>> BEGIN Extracted material
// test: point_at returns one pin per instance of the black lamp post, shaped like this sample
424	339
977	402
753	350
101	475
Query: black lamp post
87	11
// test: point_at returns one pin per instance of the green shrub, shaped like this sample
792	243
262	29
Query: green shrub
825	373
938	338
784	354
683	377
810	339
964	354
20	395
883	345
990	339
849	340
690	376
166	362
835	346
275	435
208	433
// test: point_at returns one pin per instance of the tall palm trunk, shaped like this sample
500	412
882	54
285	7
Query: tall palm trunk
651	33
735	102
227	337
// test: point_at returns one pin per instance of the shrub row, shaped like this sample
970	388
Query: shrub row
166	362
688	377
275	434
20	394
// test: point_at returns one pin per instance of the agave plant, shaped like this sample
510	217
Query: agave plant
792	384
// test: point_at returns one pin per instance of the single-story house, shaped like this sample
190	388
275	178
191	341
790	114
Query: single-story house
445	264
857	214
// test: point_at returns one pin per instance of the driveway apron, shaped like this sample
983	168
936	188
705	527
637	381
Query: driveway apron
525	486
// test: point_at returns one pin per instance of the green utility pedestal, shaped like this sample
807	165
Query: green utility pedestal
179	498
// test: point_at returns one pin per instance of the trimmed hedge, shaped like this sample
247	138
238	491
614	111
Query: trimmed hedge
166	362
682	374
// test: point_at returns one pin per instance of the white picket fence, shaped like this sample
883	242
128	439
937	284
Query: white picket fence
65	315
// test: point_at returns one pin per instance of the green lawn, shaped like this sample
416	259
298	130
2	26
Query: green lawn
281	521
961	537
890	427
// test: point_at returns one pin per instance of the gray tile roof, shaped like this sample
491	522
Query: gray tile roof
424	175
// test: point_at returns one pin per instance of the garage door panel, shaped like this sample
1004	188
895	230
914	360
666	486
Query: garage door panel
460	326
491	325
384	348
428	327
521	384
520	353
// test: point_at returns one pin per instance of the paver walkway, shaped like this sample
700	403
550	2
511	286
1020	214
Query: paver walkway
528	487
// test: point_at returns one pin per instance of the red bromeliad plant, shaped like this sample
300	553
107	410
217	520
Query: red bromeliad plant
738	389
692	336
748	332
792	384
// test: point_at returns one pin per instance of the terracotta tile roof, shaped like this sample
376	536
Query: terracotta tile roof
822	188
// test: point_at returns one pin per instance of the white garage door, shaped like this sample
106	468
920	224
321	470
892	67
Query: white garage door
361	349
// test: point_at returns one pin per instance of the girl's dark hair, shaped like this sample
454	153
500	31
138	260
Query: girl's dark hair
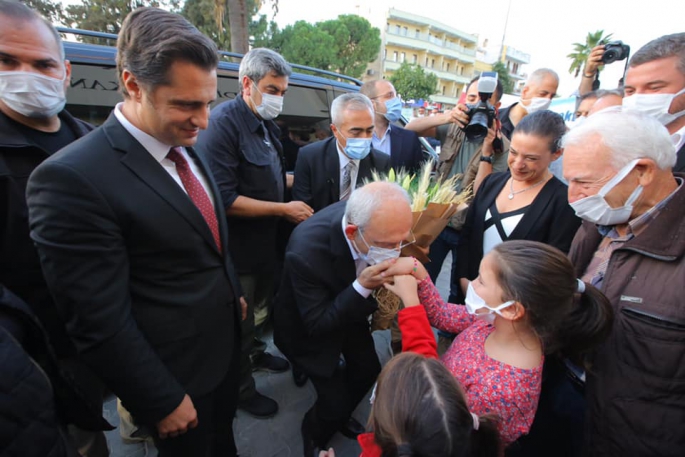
545	124
420	410
542	279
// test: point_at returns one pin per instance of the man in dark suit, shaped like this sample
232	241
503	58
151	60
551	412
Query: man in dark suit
333	263
403	146
128	228
322	168
656	73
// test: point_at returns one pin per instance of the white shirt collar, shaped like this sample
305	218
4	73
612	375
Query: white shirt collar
156	148
343	158
355	254
678	138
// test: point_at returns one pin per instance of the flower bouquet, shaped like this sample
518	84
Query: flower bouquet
433	203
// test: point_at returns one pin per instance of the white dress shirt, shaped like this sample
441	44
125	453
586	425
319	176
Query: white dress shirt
159	151
343	159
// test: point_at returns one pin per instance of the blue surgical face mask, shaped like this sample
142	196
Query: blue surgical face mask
393	109
356	148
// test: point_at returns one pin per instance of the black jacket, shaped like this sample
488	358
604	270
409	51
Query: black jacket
317	307
36	399
19	265
550	219
317	172
150	302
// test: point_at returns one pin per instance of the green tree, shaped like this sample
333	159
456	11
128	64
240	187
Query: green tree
46	8
107	15
357	43
306	44
581	51
504	77
412	83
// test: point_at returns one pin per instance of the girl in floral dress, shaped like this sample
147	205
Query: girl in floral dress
524	304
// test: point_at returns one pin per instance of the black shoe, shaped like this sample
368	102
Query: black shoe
268	362
352	429
300	377
259	406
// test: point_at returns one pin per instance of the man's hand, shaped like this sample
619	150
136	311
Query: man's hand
372	277
181	419
243	308
297	211
458	115
594	61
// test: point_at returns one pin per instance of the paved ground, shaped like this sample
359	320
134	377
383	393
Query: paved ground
280	435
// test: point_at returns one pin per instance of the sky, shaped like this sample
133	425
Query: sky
544	29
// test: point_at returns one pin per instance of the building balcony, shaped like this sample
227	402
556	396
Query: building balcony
432	44
517	56
421	21
391	65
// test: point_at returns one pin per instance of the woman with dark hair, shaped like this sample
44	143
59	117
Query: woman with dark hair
525	304
524	203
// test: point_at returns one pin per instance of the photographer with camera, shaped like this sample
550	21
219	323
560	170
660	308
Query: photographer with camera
471	146
602	54
655	86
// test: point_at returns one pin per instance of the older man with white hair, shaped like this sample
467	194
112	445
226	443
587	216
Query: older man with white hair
334	261
632	246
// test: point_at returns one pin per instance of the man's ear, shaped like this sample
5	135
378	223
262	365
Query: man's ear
351	231
135	91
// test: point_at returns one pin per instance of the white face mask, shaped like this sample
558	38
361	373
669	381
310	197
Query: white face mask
474	302
32	94
654	105
376	255
596	209
537	104
271	105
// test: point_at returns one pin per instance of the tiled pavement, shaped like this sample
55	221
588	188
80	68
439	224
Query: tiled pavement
280	435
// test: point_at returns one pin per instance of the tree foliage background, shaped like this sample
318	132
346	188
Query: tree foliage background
345	44
413	83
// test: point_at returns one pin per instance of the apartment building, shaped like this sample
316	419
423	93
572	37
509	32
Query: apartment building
438	48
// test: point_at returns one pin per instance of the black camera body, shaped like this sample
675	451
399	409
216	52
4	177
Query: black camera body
615	51
482	114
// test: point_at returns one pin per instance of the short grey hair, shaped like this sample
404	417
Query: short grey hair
353	101
261	62
628	135
366	200
22	13
662	48
538	75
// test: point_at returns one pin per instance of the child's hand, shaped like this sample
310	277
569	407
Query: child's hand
405	287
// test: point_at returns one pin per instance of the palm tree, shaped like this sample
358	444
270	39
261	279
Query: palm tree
581	51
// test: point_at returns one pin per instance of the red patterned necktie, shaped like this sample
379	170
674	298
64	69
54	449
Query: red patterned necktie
196	192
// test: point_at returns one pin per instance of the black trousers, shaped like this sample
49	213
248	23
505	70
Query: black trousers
339	395
213	436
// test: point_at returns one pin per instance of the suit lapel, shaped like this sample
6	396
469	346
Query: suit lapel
332	168
148	170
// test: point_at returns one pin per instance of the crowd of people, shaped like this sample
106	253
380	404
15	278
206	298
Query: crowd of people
145	258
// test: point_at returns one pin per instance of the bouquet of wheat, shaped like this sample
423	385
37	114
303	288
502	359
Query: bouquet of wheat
433	203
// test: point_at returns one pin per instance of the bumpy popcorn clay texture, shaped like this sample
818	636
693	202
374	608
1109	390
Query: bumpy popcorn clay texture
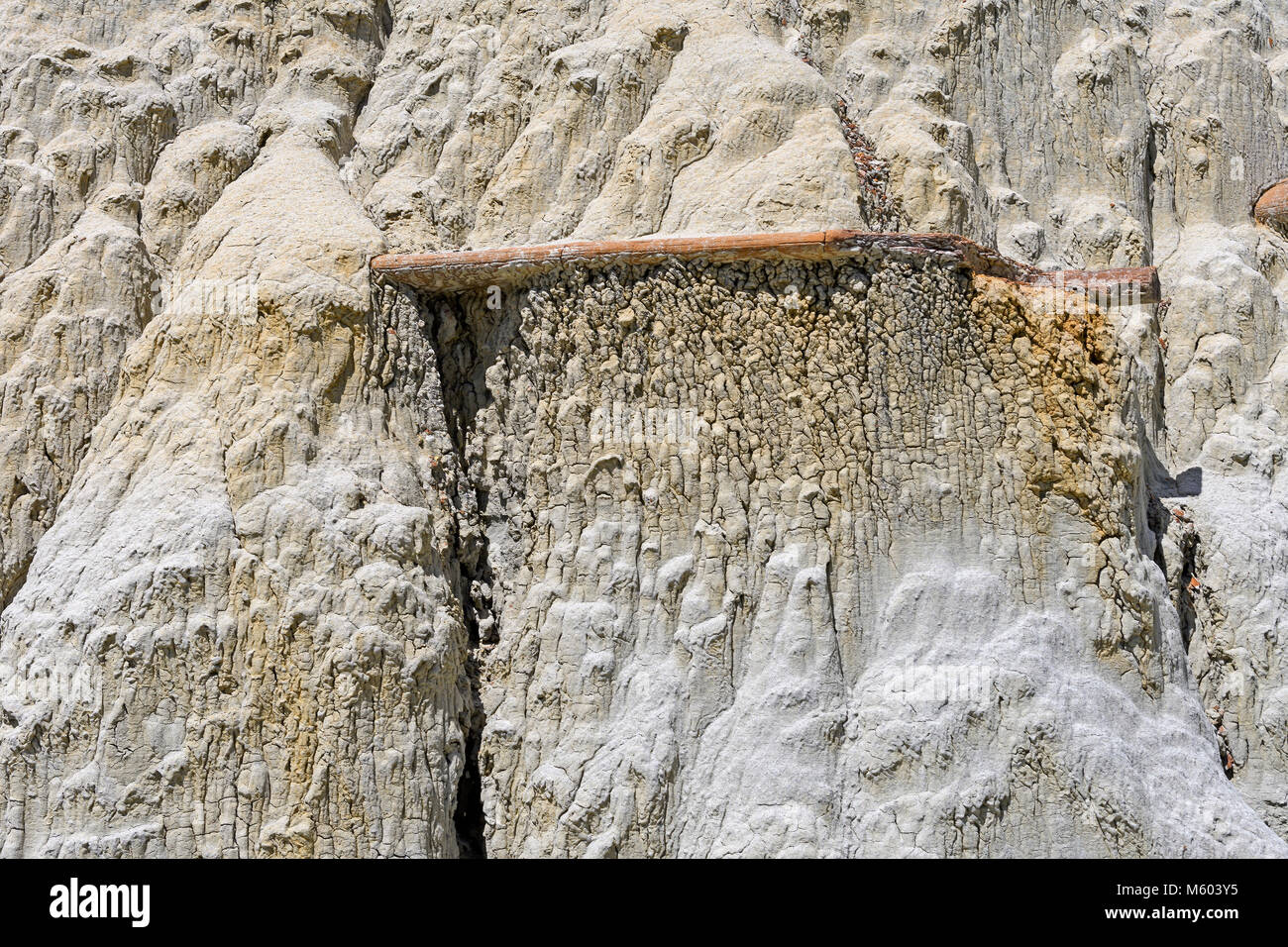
875	553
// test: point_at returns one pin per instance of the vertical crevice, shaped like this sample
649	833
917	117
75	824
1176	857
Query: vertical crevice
468	817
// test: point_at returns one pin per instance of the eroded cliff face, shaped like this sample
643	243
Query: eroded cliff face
919	562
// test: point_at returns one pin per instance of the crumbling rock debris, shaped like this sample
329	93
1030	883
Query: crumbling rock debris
857	547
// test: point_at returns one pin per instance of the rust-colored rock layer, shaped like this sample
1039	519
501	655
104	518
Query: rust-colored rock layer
1273	205
505	265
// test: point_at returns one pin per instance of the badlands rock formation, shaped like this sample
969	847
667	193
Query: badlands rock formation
870	554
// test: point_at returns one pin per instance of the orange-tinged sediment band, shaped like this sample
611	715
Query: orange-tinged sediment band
463	269
1271	208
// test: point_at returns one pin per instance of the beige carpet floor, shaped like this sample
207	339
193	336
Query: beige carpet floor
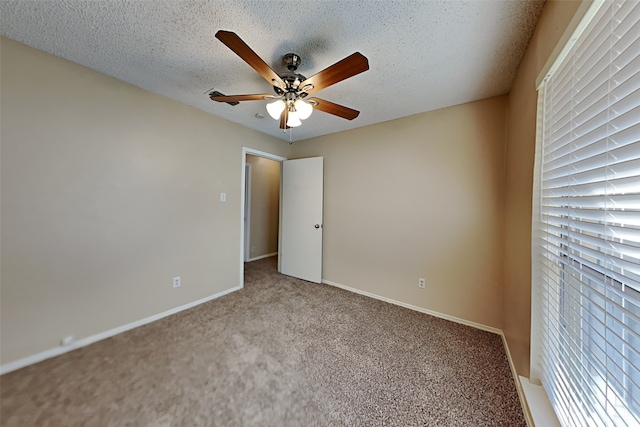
281	352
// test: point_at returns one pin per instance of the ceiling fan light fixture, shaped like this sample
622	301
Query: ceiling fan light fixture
304	109
276	108
293	120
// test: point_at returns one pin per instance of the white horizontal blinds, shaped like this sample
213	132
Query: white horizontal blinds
589	226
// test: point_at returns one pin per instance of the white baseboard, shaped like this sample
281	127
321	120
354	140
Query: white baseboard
47	354
416	308
521	395
538	404
262	257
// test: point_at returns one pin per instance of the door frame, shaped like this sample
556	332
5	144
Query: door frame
280	159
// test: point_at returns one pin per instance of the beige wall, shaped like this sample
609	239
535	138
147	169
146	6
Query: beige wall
417	197
555	19
108	192
265	206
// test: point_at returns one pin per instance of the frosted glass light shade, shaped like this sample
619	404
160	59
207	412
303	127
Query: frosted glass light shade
294	119
304	109
276	108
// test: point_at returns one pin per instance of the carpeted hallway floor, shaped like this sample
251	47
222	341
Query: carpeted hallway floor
281	352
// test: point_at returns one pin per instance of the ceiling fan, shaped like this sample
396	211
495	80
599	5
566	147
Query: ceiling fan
291	100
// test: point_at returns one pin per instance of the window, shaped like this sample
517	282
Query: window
586	266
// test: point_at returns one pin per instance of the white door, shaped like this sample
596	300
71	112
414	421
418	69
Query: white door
301	222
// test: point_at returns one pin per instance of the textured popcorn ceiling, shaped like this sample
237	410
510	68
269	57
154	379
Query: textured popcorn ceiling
423	55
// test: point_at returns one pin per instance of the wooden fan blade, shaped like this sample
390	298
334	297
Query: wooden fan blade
341	70
335	109
283	119
235	43
236	98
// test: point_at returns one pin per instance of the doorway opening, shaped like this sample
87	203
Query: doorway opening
261	203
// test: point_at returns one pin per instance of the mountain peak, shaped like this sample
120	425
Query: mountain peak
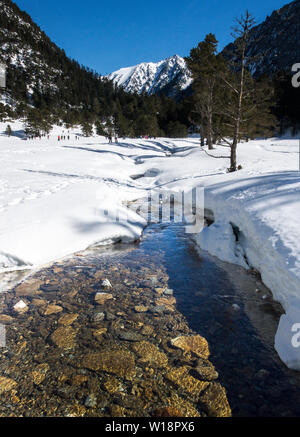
170	77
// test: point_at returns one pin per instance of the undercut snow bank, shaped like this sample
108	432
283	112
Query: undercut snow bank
266	211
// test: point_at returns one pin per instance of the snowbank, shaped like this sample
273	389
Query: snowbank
60	197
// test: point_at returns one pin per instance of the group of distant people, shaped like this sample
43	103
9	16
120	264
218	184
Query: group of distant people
110	139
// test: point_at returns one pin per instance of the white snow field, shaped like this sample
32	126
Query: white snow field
57	198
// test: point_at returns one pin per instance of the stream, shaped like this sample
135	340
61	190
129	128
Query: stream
225	304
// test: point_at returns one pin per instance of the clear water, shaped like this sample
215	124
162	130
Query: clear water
225	304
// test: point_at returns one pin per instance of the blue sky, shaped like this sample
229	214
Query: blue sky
106	35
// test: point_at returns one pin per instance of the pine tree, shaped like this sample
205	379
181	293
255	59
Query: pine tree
87	129
8	130
205	66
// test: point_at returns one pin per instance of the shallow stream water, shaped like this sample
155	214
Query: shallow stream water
228	306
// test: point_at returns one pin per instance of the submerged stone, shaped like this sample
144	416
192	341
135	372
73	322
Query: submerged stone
67	319
5	319
6	384
150	354
181	378
214	401
118	362
141	309
53	309
194	343
21	307
64	337
29	288
39	374
101	298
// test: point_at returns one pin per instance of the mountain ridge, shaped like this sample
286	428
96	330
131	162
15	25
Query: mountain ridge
170	76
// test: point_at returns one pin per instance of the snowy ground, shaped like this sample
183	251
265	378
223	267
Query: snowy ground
60	197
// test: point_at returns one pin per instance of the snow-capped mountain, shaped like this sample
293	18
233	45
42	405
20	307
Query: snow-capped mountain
170	77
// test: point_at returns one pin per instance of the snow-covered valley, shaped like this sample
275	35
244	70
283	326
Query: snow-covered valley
57	198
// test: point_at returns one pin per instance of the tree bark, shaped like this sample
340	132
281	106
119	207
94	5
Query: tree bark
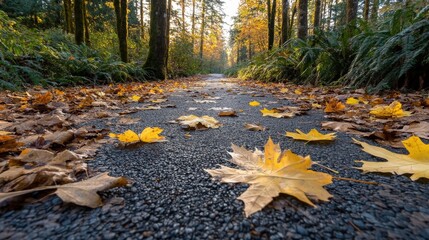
121	11
86	22
366	10
271	22
193	24
79	22
203	25
182	5
142	35
302	19
155	62
351	10
316	17
285	21
374	10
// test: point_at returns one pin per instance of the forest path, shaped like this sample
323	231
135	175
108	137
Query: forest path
>> END Extracted material
__What you have to do__: Print only the lines from the line that contains "valley, shaped like this sample" to the final line of the data, inclusive. Pictures stay out.

__Correct result__:
// test: point_at returns one pin per instance of the snow-covered valley, shaped like this sample
275	35
244	70
283	326
Query: snow-covered valley
57	198
// test: point_at returns one pin per instance of the tree bark, shaped like this sample
340	132
281	106
119	207
94	5
Query: tree bark
121	11
86	22
366	10
271	22
193	24
79	22
203	25
182	5
142	35
302	19
155	62
351	10
316	17
285	21
374	10
// test: point_at returns one pin per instance of the forest path, shaped like this sample
323	231
135	175
108	137
Query: forest path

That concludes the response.